* BEGIN *
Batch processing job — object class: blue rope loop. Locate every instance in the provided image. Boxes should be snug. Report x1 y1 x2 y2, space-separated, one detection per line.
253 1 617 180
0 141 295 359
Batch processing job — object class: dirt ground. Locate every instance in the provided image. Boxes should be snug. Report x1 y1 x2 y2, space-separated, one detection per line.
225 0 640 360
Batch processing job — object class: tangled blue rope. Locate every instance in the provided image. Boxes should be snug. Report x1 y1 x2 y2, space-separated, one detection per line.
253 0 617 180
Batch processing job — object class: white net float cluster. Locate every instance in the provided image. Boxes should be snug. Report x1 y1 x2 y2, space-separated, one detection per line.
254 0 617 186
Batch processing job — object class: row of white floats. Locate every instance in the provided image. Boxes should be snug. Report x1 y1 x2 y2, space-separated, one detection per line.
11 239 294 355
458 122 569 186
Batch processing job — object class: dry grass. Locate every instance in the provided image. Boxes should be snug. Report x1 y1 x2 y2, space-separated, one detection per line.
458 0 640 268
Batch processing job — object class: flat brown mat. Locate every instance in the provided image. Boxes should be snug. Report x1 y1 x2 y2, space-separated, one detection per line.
* END *
Request — Change every "snug" in the data above to "tight" and write it all out again, leaving everything else the same.

Solved exercise —
Batch processing job — object class: blue rope loop. Locate every instance in the provided image. Boxes should be tight. Report x1 y1 x2 y2, space-separated, one detection per line.
253 1 617 180
0 141 295 359
Batch processing job — object class: dirt ground. Locate every instance in the provided image. Boxes should be tight. Report x1 y1 x2 y2, space-separated, one detection per line.
225 0 640 360
Batch processing job — object class: tangled blue rope. Locate every instance in the provided image. Boxes should be tight. Report x1 y1 x2 y2, space-separated, one detection per line.
253 0 617 180
Batch processing job — object class: white net float cluster. Locate every instance in the provided image. Boxes should be tight. Report x1 y1 x2 y2, space-separated, one detection per line.
254 0 617 186
Batch processing job — object class: row of white floats. Locate every instance in the provided image. Boxes should be tight. Report x1 y1 x2 y2, space-separated, one detection per line.
11 239 294 355
458 122 569 186
Batch processing job — object class: dry grass. Locate every instance in the provided image. Boxes should be tight. Report x1 y1 x2 y2, space-separated, one detection per line.
458 0 640 268
Batch processing job — object class: flat brown mat. Locate every instance in the provided image. Boxes should be tight. Report x1 y1 x2 y2, space-separated, one detection per line.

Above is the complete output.